DOCUMENT:
Thursday, May 29, 2025

What was my session about at Engage? Money and your Job

It was a cathartic, contrarian approach to our current situation, in which we, the admins, developers, and business partners, are supporting our Domino worlds.

I wish this were all in my head. But every single person in the room for my session at Engage was nodding their head at some point and others had very serious faces when confronted with my thoughts. The couple of people that talked with me afterwards were very happy they came to it. After all they gave up the Domino IQ roundtable for my session.

 

How did we get here?

 

The road that got us here is not the road that will get us out of here.

But enough cliché’s let’s be realistic.

We put ourselves in this situation.

Some items to think about:

(Almost) Every time we had a chance to ask for a budget, we failed.

We got what we needed, but this is not what an Enterprise solution desires, deserves, or requires.

We are selling our environments short if we only ask for licensing money, salaries, and some equipment. Way too short.

If your annual budget request does not include enough money that a respected enterprise solution requires, your request will not go up to the budget committee. Each company sets these meetings at various levels. Enterprise ready products have a staggeringly large annual budget, because that is how you know what is important. Or so the executives believe.

Maybe you think this is too much for “your team”.

Here is a little secret: Security budget money usually does not come from your team. It comes from the security budget. Leverage that every year.

Your environment needs to maintain perpetual security, which includes external and internal resources, people, apps, disaster recovery, development architectures, and more.

DATA LINES:
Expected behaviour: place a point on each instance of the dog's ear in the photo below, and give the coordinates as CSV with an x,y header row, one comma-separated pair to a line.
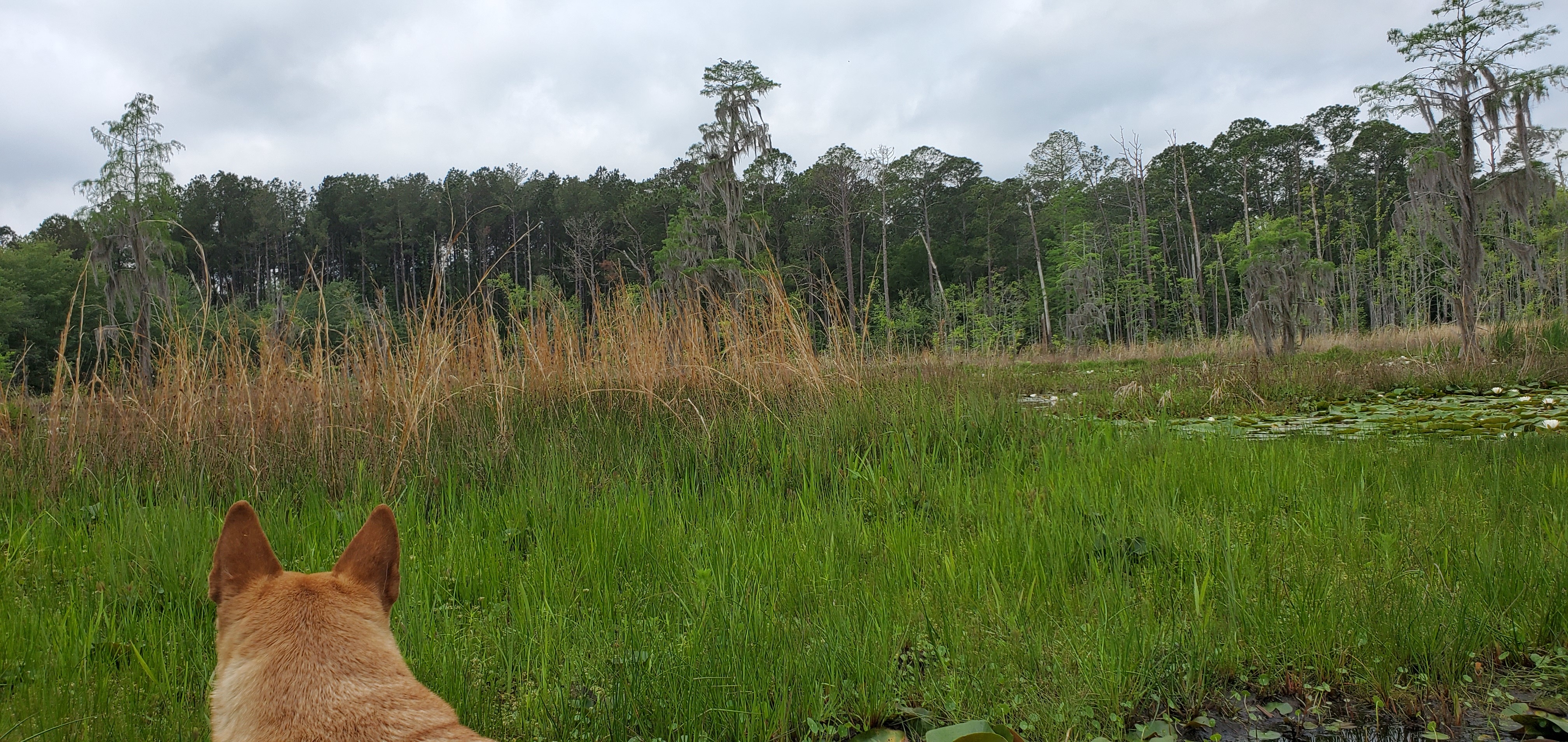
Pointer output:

WHAT IS ASKED:
**a.** Answer these questions from the post about the Engage session, one line each:
(i) What did the people who spoke with the author afterwards give up to attend the session?
(ii) Where does security budget money usually come from?
(iii) If we ask only for which three things are we selling our environments short?
**b.** Write the next part of the post about the Engage session, starting after its last sentence.
The listing is separate material and has nothing to do with the post about the Engage session.

ANSWERS FOR THE TASKS:
**a.**
(i) The Domino IQ roundtable.
(ii) From the security budget, not from your team.
(iii) Licensing money, salaries, and some equipment.

**b.**
Everything you do in your Domino environment is for the company's greater good, and extending easier, faster processes for everyone, in a secure and meaningful way, needs to be backed by a secure environment.

I am not talking about 10k, 5k, or even 50k. You probably need to be asking for at least 100/250 or 500K to get to the budget executive committee. These days, maybe starting at a million. This is obviously relative to your situation and industry.

Some of you reading now might think I am out of my mind, but I am just a contrarian who has learned from 30 years of mistakes.

Maybe licensing is handled by a different group, so you didn’t need to ask for a budget. This also happens.

Once you stop asking for a budget, you don’t get invited to ask for one in the future. You mysteriously get left off the group email, or worse, your boss stops asking you about it. It is very hard to get back on the budget list. VERY HARD. 

For those who say, "No, we submit a budget," my question is, do they take it seriously, and do you get funding beyond the licensing basics?

Developers, you fall under this spell as well.

How many times have you said (as an employee), "Oh, I can put something together. Give me a few days or a week or two." Every time you did this but did not chargeback some business units' code or lay out the process and document why the app is needed and what it does for the company, you have also failed your Domino infrastructure.

If you were an outside vendor, you would have a project plan and bill X amount of hours or a total cost.

But you think that as an employee, you can’t do that, and you are wrong.

Everything goes to a cost center somewhere.

The group you are writing this for should be paying your team some of their budget.

But I bet few of you have done this.

While internal cost centers are a BS accounting move, they do work with your budget, so play ball by their rules, not the ones in your head.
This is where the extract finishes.